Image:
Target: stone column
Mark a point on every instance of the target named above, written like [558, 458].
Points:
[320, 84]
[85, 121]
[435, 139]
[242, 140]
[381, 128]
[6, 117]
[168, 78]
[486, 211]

* **What to produce**:
Reproduce the listing above line for line, with no changes.

* **Response to this task**:
Image:
Target: stone column
Mark a point on every instance of the target named above, written like [558, 458].
Points:
[320, 84]
[85, 121]
[435, 139]
[242, 140]
[381, 128]
[6, 117]
[168, 78]
[486, 211]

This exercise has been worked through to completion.